● TASK
Tally the lines in the data below that contain the word "instance", matching case exactly, and give only the number.

● EXTRACTED MATERIAL
····················
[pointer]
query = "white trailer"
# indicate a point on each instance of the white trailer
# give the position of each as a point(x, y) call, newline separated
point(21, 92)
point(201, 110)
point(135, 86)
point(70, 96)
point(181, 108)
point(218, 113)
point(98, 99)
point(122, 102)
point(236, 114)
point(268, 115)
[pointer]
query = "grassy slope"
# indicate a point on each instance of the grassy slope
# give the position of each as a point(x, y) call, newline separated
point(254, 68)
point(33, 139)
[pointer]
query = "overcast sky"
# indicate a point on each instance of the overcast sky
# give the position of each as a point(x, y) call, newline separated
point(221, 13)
····················
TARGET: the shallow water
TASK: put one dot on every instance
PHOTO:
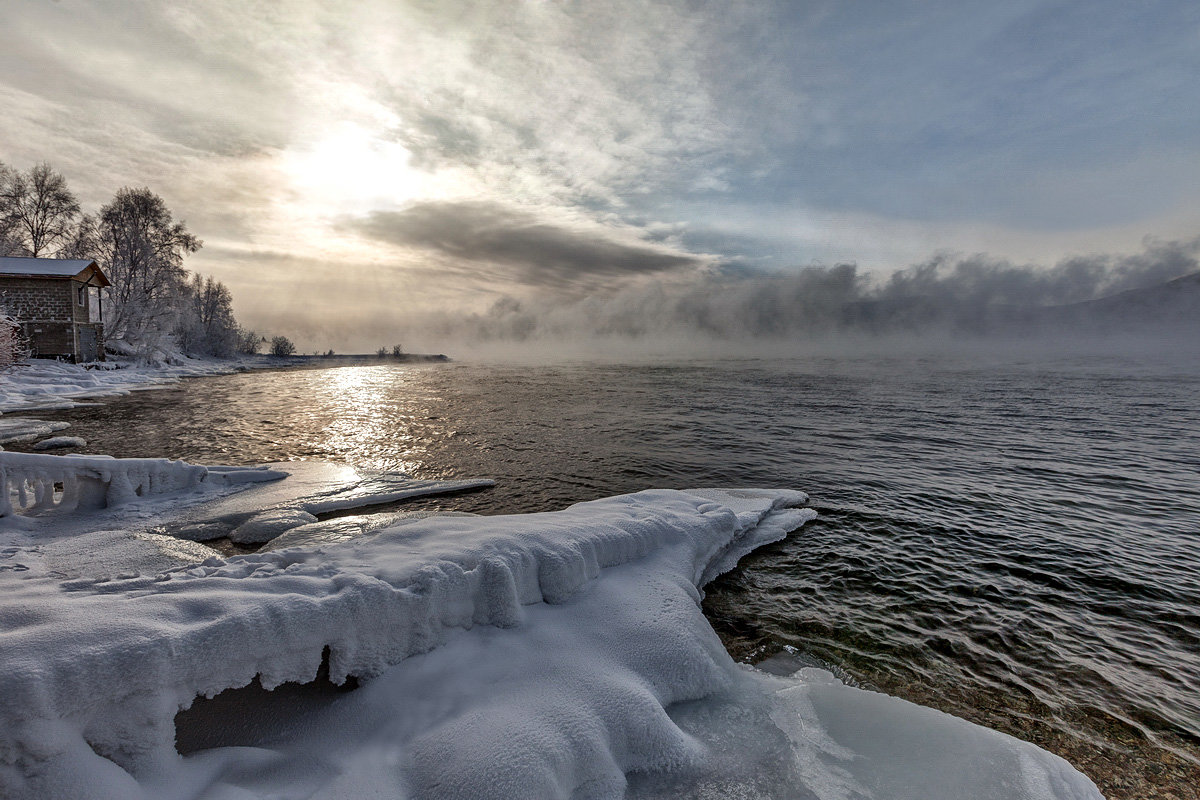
····················
● THE OUTPUT
4